> [Text section]:
================================

Gregory DeVictor is a trivia enthusiast who loves to write articles on American nostalgia.


It took Margaret Mitchell ten years to write Gone with the Wind. What is unique about the book is that the final chapter was written first. In a similar fashion, take a few minutes each day and write the final chapter of your journey to financial freedom. Forget about the details and means and believe with childlike faith that debt-free living is now coming your way.

You must also realize that certain "invisible enemies" can delay and even prevent you from achieving your financial dreams. This article teaches you how ten invisible opponents—denial, fear, complaining, not forgiving others, procrastination, pride, blaming, perfectionism, worry, and self-pity—can keep you from debt-free living and financial success.

================================

> [Provided data]:
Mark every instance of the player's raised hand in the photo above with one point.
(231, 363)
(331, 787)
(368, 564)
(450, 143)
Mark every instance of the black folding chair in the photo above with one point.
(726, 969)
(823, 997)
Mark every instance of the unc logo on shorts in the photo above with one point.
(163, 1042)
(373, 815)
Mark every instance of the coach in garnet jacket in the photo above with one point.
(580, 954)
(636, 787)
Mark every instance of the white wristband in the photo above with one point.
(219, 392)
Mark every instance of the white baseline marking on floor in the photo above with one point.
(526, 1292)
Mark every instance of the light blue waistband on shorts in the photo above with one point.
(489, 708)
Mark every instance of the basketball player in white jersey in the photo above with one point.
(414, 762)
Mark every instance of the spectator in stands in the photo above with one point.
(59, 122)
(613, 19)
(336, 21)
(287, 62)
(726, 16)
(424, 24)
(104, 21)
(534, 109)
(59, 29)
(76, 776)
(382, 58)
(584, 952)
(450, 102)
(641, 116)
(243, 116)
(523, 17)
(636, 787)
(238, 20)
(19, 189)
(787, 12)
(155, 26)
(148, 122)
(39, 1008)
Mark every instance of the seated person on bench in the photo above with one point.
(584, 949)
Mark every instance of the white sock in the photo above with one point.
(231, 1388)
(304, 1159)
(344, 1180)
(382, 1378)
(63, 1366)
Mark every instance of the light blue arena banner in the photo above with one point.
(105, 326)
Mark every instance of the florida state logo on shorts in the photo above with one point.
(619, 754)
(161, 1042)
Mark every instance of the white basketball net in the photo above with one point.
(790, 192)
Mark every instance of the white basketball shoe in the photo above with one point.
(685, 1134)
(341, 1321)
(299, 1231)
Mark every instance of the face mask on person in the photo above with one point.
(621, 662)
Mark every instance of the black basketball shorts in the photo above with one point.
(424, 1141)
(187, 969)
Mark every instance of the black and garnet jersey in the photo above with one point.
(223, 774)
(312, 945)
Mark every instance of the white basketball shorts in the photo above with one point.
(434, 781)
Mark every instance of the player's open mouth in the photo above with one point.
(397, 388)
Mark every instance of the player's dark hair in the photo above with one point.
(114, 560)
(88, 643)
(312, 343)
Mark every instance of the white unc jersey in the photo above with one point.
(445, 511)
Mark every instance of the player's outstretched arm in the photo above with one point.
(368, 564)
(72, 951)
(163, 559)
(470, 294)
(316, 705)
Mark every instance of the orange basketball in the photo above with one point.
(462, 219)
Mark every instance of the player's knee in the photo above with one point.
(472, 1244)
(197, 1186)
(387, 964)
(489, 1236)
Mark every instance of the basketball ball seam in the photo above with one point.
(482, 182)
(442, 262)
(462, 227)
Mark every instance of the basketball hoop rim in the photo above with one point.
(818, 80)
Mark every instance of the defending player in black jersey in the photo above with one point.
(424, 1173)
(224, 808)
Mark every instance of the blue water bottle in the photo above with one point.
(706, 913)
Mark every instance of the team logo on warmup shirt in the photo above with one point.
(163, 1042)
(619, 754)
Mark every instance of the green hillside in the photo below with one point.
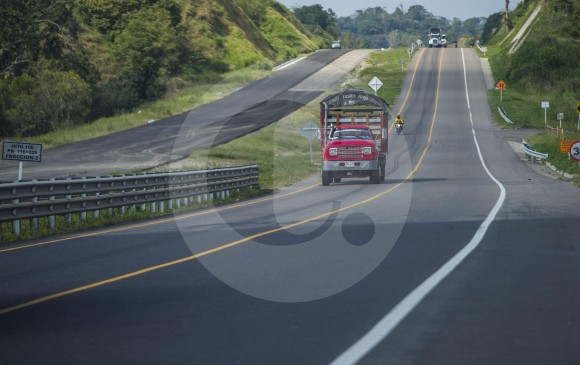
(67, 63)
(538, 59)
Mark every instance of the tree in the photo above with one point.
(110, 17)
(255, 9)
(30, 29)
(315, 15)
(146, 49)
(44, 98)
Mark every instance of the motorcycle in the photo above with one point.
(398, 128)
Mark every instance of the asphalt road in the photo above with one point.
(174, 138)
(464, 255)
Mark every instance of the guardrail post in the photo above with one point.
(97, 212)
(34, 221)
(83, 215)
(52, 218)
(68, 197)
(16, 222)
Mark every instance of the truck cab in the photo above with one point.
(354, 136)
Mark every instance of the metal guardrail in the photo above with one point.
(504, 115)
(532, 154)
(33, 199)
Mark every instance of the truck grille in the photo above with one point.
(350, 152)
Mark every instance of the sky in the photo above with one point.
(462, 9)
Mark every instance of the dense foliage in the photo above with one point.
(377, 28)
(544, 61)
(66, 62)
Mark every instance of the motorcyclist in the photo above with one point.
(400, 120)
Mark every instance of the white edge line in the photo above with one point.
(390, 321)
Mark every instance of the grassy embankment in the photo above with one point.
(281, 152)
(540, 70)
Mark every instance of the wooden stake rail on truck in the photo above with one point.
(354, 136)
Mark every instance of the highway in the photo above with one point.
(174, 138)
(464, 255)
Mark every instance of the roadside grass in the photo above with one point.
(73, 223)
(176, 101)
(523, 108)
(550, 143)
(281, 152)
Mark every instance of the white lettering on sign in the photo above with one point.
(31, 152)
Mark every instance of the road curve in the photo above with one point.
(305, 275)
(175, 137)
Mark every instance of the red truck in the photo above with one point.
(354, 136)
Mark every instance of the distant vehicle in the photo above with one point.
(434, 42)
(434, 32)
(434, 37)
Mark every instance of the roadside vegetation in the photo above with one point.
(66, 64)
(543, 68)
(280, 150)
(282, 153)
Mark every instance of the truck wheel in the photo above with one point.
(325, 178)
(375, 177)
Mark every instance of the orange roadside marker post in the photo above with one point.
(501, 85)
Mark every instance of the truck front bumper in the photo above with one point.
(351, 168)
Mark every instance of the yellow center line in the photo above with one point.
(157, 221)
(245, 239)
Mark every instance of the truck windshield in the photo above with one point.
(351, 134)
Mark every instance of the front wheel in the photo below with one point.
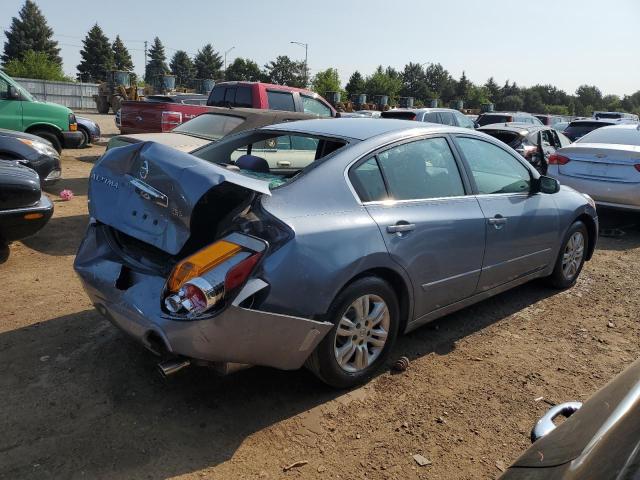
(571, 257)
(366, 319)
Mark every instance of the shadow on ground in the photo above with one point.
(78, 397)
(60, 236)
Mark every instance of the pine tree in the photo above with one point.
(355, 85)
(97, 56)
(121, 56)
(182, 67)
(208, 63)
(157, 65)
(30, 32)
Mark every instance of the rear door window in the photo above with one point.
(368, 182)
(315, 107)
(493, 169)
(281, 100)
(420, 170)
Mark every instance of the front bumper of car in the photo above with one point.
(235, 335)
(19, 223)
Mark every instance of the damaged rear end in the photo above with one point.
(173, 256)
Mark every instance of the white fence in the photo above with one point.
(77, 96)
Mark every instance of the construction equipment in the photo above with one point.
(118, 88)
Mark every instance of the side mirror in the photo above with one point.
(548, 184)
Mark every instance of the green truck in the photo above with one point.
(20, 111)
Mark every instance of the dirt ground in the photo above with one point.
(78, 399)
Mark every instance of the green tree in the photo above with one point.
(414, 83)
(208, 63)
(589, 95)
(244, 69)
(35, 65)
(121, 56)
(29, 31)
(97, 56)
(355, 85)
(157, 65)
(284, 71)
(182, 67)
(326, 81)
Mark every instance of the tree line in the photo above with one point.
(30, 51)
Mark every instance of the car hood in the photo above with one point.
(607, 425)
(12, 133)
(184, 143)
(149, 191)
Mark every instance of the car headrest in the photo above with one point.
(253, 163)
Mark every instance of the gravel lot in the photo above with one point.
(80, 400)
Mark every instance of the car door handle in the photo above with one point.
(498, 221)
(401, 227)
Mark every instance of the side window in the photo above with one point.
(367, 180)
(315, 107)
(4, 90)
(244, 98)
(217, 96)
(431, 117)
(494, 170)
(280, 100)
(448, 119)
(422, 169)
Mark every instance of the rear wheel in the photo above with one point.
(571, 257)
(366, 318)
(52, 137)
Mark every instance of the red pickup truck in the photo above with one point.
(164, 116)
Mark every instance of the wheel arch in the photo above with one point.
(400, 285)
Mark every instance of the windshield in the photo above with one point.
(273, 156)
(210, 126)
(615, 135)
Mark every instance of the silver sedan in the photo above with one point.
(604, 164)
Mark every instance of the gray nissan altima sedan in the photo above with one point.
(240, 254)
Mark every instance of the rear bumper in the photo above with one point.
(610, 194)
(71, 139)
(16, 225)
(236, 334)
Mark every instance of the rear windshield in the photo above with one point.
(576, 130)
(488, 119)
(210, 126)
(513, 139)
(399, 115)
(618, 136)
(270, 156)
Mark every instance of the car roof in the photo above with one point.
(357, 128)
(513, 127)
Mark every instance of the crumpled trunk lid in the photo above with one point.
(149, 191)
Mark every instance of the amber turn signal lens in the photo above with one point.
(200, 262)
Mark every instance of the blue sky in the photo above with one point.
(562, 42)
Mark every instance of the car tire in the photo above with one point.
(51, 137)
(571, 257)
(85, 138)
(358, 337)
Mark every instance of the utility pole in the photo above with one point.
(306, 58)
(225, 62)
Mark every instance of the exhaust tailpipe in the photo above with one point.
(173, 365)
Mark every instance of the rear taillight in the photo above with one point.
(555, 159)
(202, 280)
(170, 120)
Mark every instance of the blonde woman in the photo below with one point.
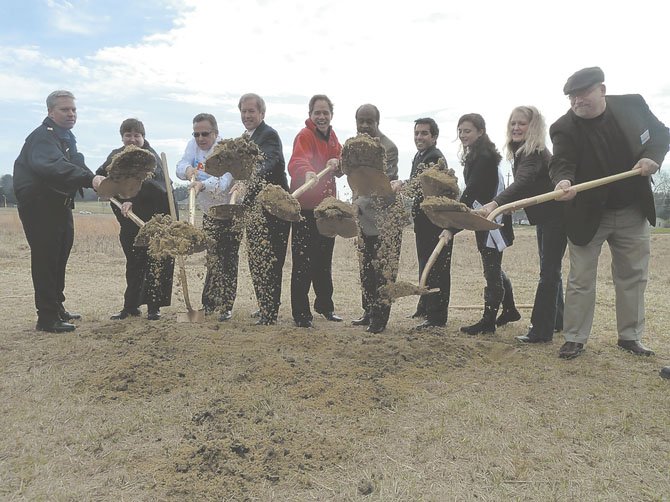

================================

> [Do this]: Continue the article on invisible enemies of debt-free living from its last sentence.

> [Result]:
First, let's look at denial:

If you are deep in debt, are you in denial that you have a serious financial problem? Do you pretend that the problem doesn’t exist or that it will magically go away? tells us about the battlefield of denial:

Debt has a way of building and trapping you in a cycle of increasing payments and balances. But when you’re in that kind of debt, you’re very often telling yourself excuses and half-truths that keep your debt building and keep you from getting the help you need to break that cycle. Denial is the biggest problem of those who say they want to get out of debt because they cannot face the fact that their debt is a serious problem.

Here are three strategies that can help you to overcome denial:

  • “Denial exists when three beliefs intersect: 1. It cannot happen. 2. It cannot happen to you. 3. It cannot happen to you now.” - Johnnie Dent Jr.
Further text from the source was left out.